▸ **Task to carry out**
Extract the data exactly, missing nothing.

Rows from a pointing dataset

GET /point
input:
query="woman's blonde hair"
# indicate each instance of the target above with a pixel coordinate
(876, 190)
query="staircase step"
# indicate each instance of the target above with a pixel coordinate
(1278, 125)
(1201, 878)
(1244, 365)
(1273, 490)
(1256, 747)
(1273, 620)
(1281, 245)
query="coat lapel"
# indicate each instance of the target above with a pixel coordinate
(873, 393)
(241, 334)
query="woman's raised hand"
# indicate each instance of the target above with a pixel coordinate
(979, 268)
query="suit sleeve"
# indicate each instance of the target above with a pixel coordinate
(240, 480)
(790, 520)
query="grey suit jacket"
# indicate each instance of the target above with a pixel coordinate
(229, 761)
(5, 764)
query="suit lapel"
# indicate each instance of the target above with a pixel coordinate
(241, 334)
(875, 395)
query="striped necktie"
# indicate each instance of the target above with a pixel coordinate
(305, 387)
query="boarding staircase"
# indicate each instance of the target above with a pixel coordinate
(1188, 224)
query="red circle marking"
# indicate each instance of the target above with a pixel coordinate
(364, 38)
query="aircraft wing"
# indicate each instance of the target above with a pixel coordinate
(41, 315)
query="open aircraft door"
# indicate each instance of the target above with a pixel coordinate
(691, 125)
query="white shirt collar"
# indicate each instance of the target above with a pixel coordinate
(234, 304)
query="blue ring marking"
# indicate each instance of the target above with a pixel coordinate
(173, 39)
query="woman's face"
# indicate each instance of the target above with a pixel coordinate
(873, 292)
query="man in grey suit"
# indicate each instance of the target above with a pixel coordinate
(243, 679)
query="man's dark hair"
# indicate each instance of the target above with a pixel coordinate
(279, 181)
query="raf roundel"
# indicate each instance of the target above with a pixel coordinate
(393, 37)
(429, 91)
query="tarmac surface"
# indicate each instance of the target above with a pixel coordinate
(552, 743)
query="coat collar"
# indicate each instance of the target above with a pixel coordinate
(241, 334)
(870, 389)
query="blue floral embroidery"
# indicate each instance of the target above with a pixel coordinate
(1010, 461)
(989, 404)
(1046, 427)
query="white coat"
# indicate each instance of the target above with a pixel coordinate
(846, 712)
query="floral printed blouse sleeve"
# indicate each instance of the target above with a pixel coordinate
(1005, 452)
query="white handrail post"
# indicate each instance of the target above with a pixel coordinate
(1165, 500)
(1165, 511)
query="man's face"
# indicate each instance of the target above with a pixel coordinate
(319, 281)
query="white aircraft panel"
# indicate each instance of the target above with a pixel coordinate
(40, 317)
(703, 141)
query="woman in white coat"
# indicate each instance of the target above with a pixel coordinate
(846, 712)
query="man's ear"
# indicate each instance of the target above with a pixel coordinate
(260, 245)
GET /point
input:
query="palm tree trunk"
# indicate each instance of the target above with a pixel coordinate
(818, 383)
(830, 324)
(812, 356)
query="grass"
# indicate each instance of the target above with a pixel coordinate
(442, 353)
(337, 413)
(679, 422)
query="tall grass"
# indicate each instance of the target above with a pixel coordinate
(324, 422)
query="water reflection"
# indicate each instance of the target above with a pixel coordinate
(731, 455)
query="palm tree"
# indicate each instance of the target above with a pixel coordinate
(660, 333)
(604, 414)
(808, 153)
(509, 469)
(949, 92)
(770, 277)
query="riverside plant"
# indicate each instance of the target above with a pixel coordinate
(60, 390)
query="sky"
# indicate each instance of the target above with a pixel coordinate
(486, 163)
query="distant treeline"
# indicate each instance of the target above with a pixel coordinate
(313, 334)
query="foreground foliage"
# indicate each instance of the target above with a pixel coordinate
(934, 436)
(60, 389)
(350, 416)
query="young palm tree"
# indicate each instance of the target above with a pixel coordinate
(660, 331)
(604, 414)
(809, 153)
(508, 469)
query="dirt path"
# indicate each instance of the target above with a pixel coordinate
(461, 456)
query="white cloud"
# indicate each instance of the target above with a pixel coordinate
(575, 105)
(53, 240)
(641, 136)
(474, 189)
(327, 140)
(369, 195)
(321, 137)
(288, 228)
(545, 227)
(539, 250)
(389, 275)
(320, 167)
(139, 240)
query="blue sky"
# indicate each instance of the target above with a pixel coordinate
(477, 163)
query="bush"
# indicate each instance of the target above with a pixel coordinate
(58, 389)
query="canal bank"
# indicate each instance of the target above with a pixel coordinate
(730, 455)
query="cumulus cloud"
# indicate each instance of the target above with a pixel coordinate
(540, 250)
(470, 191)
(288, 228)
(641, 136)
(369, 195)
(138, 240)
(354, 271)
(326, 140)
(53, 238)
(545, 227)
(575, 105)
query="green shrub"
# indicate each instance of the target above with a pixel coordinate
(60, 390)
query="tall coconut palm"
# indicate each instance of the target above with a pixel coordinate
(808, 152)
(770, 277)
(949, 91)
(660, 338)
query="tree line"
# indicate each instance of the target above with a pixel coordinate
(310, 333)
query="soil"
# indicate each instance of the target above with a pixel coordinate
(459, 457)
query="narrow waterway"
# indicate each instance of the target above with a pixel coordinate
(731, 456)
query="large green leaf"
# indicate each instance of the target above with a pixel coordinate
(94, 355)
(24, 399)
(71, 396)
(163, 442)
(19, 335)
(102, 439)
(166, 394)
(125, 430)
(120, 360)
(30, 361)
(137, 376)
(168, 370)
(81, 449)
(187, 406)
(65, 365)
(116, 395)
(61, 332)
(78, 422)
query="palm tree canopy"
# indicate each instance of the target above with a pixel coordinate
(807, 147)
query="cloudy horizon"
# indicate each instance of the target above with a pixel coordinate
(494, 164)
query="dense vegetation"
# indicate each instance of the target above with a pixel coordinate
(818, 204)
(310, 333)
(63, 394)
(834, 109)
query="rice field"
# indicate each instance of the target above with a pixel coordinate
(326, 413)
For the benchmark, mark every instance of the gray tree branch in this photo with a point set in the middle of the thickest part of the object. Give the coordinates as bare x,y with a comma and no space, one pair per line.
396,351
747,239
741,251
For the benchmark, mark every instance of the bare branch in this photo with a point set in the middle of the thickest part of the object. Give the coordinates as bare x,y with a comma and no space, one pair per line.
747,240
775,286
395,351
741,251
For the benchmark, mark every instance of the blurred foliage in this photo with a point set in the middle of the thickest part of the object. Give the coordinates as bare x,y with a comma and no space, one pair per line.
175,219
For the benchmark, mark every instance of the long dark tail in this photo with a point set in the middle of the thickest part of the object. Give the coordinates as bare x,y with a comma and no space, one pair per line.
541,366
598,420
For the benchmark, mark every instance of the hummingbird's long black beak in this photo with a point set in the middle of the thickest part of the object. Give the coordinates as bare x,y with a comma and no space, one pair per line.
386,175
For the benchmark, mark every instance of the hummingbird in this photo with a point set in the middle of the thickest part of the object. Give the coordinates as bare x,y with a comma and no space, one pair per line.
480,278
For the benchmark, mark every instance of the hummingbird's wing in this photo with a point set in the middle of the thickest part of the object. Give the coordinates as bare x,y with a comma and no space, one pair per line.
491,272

▸ **Task result**
GET /point
input:
query="woman's blonde hair"
# indicate each instance of the target above with a pixel coordinate
(876, 190)
query="staircase step"
# indicate each instance of the target above with a pixel coordinate
(1278, 125)
(1201, 878)
(1244, 365)
(1273, 490)
(1256, 747)
(1273, 620)
(1281, 245)
query="coat lapel"
# indicate each instance of the target above with a pixel coordinate
(873, 393)
(241, 334)
query="woman's raised hand"
# indicate each instance of the target above with a pixel coordinate
(979, 268)
query="suit sleeve"
# indicate each instance of the target above with a pixel coordinate
(240, 480)
(790, 520)
query="grey suit jacket"
# indicate each instance of the target above with a pixel coordinate
(229, 761)
(5, 764)
query="suit lapel"
# indicate each instance of the target above with a pixel coordinate
(241, 334)
(875, 395)
query="striped necktie"
# indicate each instance of the target above with a pixel coordinate
(305, 387)
query="boarding staircase"
# indicate each instance of the target above with a pixel coordinate
(1188, 224)
query="red circle marking"
# indicate each instance of the target above with a pixel coordinate
(364, 38)
query="aircraft wing"
# indicate each instance of the target above with a pixel coordinate
(41, 315)
query="open aircraft door"
# indicate each instance of the target above with a pixel coordinate
(691, 125)
query="white shirt collar"
# indicate each instance of the target above with a pixel coordinate
(234, 304)
query="blue ring marking"
# indicate each instance of the target above with a pixel coordinate
(173, 39)
query="woman's face"
# indicate each instance of the target above with a pixel coordinate
(873, 292)
query="man in grey suit"
# indicate each instance of the target above with a pixel coordinate
(243, 679)
query="man's dark hair"
# indicate each instance of the target above with a pixel coordinate
(279, 181)
query="raf roundel"
# indicate each instance of the target above with a pixel coordinate
(393, 37)
(429, 91)
query="tarmac surface"
# indicate each instance of the target above with a pixel coordinate
(552, 743)
query="coat collar"
# indicate each instance of the target above with a pixel coordinate
(241, 334)
(870, 389)
query="blue floral embroidery"
# indicate each instance of the target above with a pixel coordinate
(1010, 461)
(989, 404)
(1046, 427)
query="white coat"
# indicate each instance of the target above with a pixel coordinate
(846, 712)
query="floral printed blouse sleeve"
# indicate each instance of the target above with a pixel coordinate
(1005, 452)
query="white handrail post"
# indicate each instance of the target above with a pixel coordinate
(1165, 500)
(1165, 511)
query="man's face"
# indicate each instance of the target above with a pixel coordinate
(319, 281)
query="white aircraft panel"
# indicate each instance of the target above with a pixel coordinate
(40, 317)
(703, 141)
query="woman in white coat"
# indicate each instance of the target above with a pixel coordinate
(846, 712)
query="man's ear"
# indicate each instance of the target above with a pixel coordinate
(260, 245)
GET /point
input:
query="palm tree trunk"
# indicate each instance of the target above with a pixel coordinate
(818, 383)
(830, 324)
(812, 356)
query="grass"
# indicate each instance of the target above with a pixel coordinate
(442, 353)
(337, 413)
(679, 422)
query="tall grass"
# indicate each instance of the target above with a pixel coordinate
(324, 422)
query="water reflection"
# indicate each instance of the target above with a pixel coordinate
(731, 455)
query="palm tree"
# indicate each instance of the target above with a pixel coordinate
(660, 333)
(604, 414)
(808, 153)
(509, 469)
(949, 92)
(770, 277)
query="riverside plant"
# indicate each instance of the target above with a pixel coordinate
(60, 390)
query="sky"
# indicate each instance of the target above with a pixel coordinate
(486, 163)
query="distant treeline"
# indicate each instance of the target above with a pixel coordinate
(313, 334)
query="foreground foliage"
# indicate each instance of the target above with a pixel coordinate
(934, 436)
(60, 389)
(350, 416)
query="young palm tree"
# indicate each instance of the target above with a pixel coordinate
(660, 331)
(604, 414)
(809, 153)
(508, 469)
query="dirt path"
# indicate each instance of the target above with a pixel coordinate
(461, 456)
query="white cloud"
# indicate each instance of the target above with a pixel coordinate
(575, 105)
(53, 240)
(641, 136)
(474, 189)
(327, 140)
(369, 195)
(321, 137)
(288, 228)
(545, 227)
(539, 250)
(389, 275)
(320, 167)
(139, 240)
query="blue sky"
# indicate each instance of the target above with a pixel coordinate
(477, 163)
query="bush"
# indicate each instance of the target above with a pixel coordinate
(58, 389)
query="canal bank"
# indicate each instance of the target above with a pixel coordinate
(730, 455)
query="cumulus cloud"
# indicate each instance of the target above with a pixel coordinate
(540, 250)
(470, 191)
(288, 228)
(641, 136)
(369, 195)
(138, 240)
(354, 271)
(326, 140)
(53, 238)
(545, 227)
(575, 105)
query="green shrub"
# indicate each instance of the target above with a pixel coordinate
(60, 390)
query="tall coconut palm"
# indicate each instance of the target above with a pixel coordinate
(808, 152)
(770, 277)
(949, 91)
(660, 338)
query="tree line"
# indicate each instance of the target above with a pixel coordinate
(310, 333)
query="soil"
# indicate each instance of the target above with a pixel coordinate
(459, 457)
query="narrow waterway"
# indicate each instance of the target above with a pixel coordinate
(731, 456)
query="large green leaf"
# indicate each instance of the target above with a pixel coordinate
(94, 355)
(24, 399)
(71, 396)
(163, 442)
(19, 335)
(102, 439)
(166, 394)
(125, 430)
(120, 360)
(30, 361)
(137, 376)
(168, 370)
(81, 449)
(187, 406)
(65, 365)
(116, 395)
(61, 332)
(78, 422)
query="palm tree canopy"
# indicate each instance of the target above with a pixel coordinate
(807, 147)
query="cloudy horizon"
# indicate each instance of the target above with a pixel coordinate
(494, 164)
query="dense vegetation"
# indicate each instance of the target above with a pixel coordinate
(818, 204)
(310, 333)
(63, 394)
(834, 109)
query="rice field"
# indicate each instance of the target above with a pixel coordinate
(326, 413)
For the benchmark, mark every instance of the gray tree branch in this photo with a point set in the middle of the thickest part of the object. Give the coordinates as bare x,y with a comma and no space, one pair per line.
396,351
747,239
741,251
For the benchmark, mark every instance of the bare branch in this photo with a point set in the middle of the thickest part of the object. Give the coordinates as bare x,y with a comma and no space, one pair per line.
747,240
775,286
395,351
741,251
For the benchmark, mark every instance of the blurred foliage in this photo with a point set in the middle of the thickest part of the object. Give the coordinates as bare x,y with a comma and no space, one pair per line.
175,219
For the benchmark, mark every instance of the long dark tail in this photo with a point set in the middle of the thickest part of the object. Give the coordinates as bare x,y with a comma and no space, one pair per line.
541,366
598,420
For the benchmark, mark every instance of the hummingbird's long black beak in this photo with a point set in the middle of the thickest part of the object. Give the coordinates as bare x,y with a comma and no space, one pair per line.
386,175
For the benchmark, mark every instance of the hummingbird in this photo with a point set in the middle of the thickest part of the object. Give the coordinates as bare x,y with a comma and no space, one pair per line.
480,278
For the benchmark, mark every instance of the hummingbird's wing in this photo with a point set in the middle of the thickest part of the object. Give the coordinates as bare x,y with a comma and no space, one pair per line.
491,272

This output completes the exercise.